WHAT IS REQUIRED: Please retype the entries that follow exactly as they are, leaving the images behind.

[Region pointing data]
.....

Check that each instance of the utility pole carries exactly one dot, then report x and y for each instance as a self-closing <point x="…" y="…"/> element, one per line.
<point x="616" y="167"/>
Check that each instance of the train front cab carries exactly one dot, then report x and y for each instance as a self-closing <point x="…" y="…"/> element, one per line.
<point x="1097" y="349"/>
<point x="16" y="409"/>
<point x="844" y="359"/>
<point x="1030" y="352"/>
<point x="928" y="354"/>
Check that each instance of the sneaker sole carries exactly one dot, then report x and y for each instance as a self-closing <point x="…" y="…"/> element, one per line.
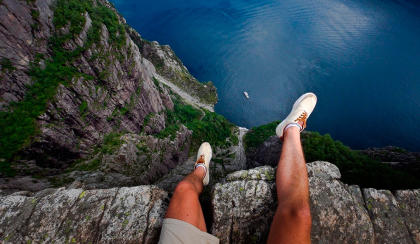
<point x="282" y="124"/>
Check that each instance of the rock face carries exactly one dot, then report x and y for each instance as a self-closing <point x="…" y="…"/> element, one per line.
<point x="117" y="215"/>
<point x="397" y="158"/>
<point x="242" y="208"/>
<point x="245" y="204"/>
<point x="115" y="90"/>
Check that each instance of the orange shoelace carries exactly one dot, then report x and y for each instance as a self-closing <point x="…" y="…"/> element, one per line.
<point x="302" y="119"/>
<point x="200" y="160"/>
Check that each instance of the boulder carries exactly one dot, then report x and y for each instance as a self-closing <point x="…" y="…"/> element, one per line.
<point x="243" y="207"/>
<point x="117" y="215"/>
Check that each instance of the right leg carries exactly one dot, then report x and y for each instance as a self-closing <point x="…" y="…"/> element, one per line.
<point x="292" y="220"/>
<point x="185" y="204"/>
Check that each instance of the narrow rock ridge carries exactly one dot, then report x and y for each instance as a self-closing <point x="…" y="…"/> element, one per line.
<point x="242" y="208"/>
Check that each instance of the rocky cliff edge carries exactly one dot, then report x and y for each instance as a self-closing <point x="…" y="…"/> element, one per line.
<point x="242" y="207"/>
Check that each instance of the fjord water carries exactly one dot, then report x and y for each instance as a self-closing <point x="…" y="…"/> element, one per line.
<point x="362" y="59"/>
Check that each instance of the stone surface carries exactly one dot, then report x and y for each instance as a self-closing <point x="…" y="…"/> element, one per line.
<point x="409" y="203"/>
<point x="117" y="215"/>
<point x="241" y="210"/>
<point x="122" y="94"/>
<point x="384" y="211"/>
<point x="244" y="204"/>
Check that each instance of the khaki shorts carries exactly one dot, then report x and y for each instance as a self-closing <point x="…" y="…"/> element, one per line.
<point x="176" y="231"/>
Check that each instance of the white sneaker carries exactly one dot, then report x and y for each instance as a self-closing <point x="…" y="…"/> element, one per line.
<point x="205" y="152"/>
<point x="301" y="110"/>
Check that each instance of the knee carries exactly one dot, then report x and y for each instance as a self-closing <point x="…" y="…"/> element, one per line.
<point x="302" y="213"/>
<point x="184" y="186"/>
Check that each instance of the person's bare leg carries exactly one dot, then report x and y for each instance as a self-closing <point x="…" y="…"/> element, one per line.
<point x="292" y="220"/>
<point x="184" y="204"/>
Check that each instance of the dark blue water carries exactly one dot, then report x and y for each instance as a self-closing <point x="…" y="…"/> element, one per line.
<point x="362" y="59"/>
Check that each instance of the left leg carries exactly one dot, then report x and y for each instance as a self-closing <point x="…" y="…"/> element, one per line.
<point x="185" y="204"/>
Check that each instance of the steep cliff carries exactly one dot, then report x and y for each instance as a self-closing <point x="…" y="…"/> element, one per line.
<point x="242" y="207"/>
<point x="88" y="104"/>
<point x="78" y="82"/>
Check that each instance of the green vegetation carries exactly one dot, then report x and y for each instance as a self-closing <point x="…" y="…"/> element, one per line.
<point x="34" y="14"/>
<point x="206" y="126"/>
<point x="6" y="64"/>
<point x="18" y="125"/>
<point x="356" y="168"/>
<point x="83" y="109"/>
<point x="110" y="143"/>
<point x="258" y="135"/>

.....

TASK SOLUTION:
Check that each instance of the utility pole carries exactly one dot, then report x and y for each instance as a self-closing <point x="…" y="…"/> element, one per line.
<point x="616" y="167"/>
Check that each instance of the train front cab carries exactly one dot, then report x and y for each instance as a self-closing <point x="…" y="…"/> element, one per line.
<point x="1097" y="349"/>
<point x="16" y="409"/>
<point x="844" y="359"/>
<point x="1030" y="352"/>
<point x="928" y="354"/>
Check that each instance of the sneaker sole carries exactly one dot, then report x and y for each instance as a self-closing <point x="…" y="…"/> element, one per line.
<point x="282" y="124"/>
Check that each instance of the rock face carries exactly one dot, then report x and y for each instance as a self-closing <point x="…" y="…"/> element, one per line.
<point x="117" y="215"/>
<point x="397" y="158"/>
<point x="242" y="208"/>
<point x="245" y="204"/>
<point x="115" y="90"/>
Check that each instance of the orange shoelace carries exactly one dot, then report x and y for each instance as a self-closing <point x="…" y="…"/> element, one per line.
<point x="302" y="119"/>
<point x="200" y="160"/>
Check that each instance of the boulder carries exactly one dot, then report x and y for each instance as a self-closing <point x="…" y="…"/> element, one per line.
<point x="243" y="207"/>
<point x="117" y="215"/>
Check that each instance of the right leg carries exactly one dot, then report x and y for each instance as a self-closing <point x="…" y="…"/> element, one per line.
<point x="292" y="220"/>
<point x="185" y="204"/>
Check that each instance of the narrow rock ridge carries exactly one dot, then report x and y for each instance as a self-closing <point x="…" y="…"/> element, one per line.
<point x="242" y="208"/>
Check that each instance of the rocky cliff edge carries exactly one dot, then report x and y for each instance as a self-closing <point x="…" y="…"/> element, one per line.
<point x="242" y="207"/>
Check that each instance of the fjord water carries exactly one dot, then report x and y for each instance as a self-closing <point x="…" y="…"/> element, one per line.
<point x="362" y="59"/>
Check that each instance of the stone surface carries exactly one dot, then report x and y for each instance as a self-closing <point x="…" y="…"/> element, one per line.
<point x="409" y="203"/>
<point x="117" y="215"/>
<point x="241" y="210"/>
<point x="122" y="94"/>
<point x="384" y="211"/>
<point x="244" y="204"/>
Check that each instance of the khaki shorts carries exactly one dot, then report x and y for each instance as a self-closing <point x="…" y="…"/> element, one per line.
<point x="176" y="231"/>
Check that each instance of the white sneaker carries exactly one dot, then report x and y for each instance as a self-closing <point x="…" y="…"/> element, one per line.
<point x="205" y="152"/>
<point x="301" y="110"/>
Check that each instance of the knee carries exactly one dot, then report x and y for each instance as a self-closing <point x="…" y="…"/> element, one per line.
<point x="302" y="213"/>
<point x="184" y="186"/>
Check that each instance of the person's bare leg carries exactly one dot, then report x and y for each instance as a self-closing <point x="…" y="…"/> element, one per line.
<point x="292" y="220"/>
<point x="184" y="204"/>
Check that each instance of the dark blue water carries exactly one dot, then report x and y for each instance as a self-closing <point x="…" y="…"/> element, one per line.
<point x="362" y="59"/>
Check that each instance of the left leg carries exactly one dot, then report x and y for each instance as a self-closing <point x="…" y="…"/> element, one per line.
<point x="185" y="204"/>
Check that each instance of the steep cliff carries exactly one dot, then report x and y for each instance as a self-closing <point x="…" y="…"/> element, one per line.
<point x="242" y="207"/>
<point x="88" y="104"/>
<point x="78" y="82"/>
Check that each instance of the green vegetation carries exactly one dot, then report x and y for each instance as a self-closing <point x="…" y="…"/> element, one per line.
<point x="34" y="14"/>
<point x="206" y="126"/>
<point x="6" y="64"/>
<point x="18" y="125"/>
<point x="356" y="168"/>
<point x="83" y="109"/>
<point x="110" y="143"/>
<point x="258" y="135"/>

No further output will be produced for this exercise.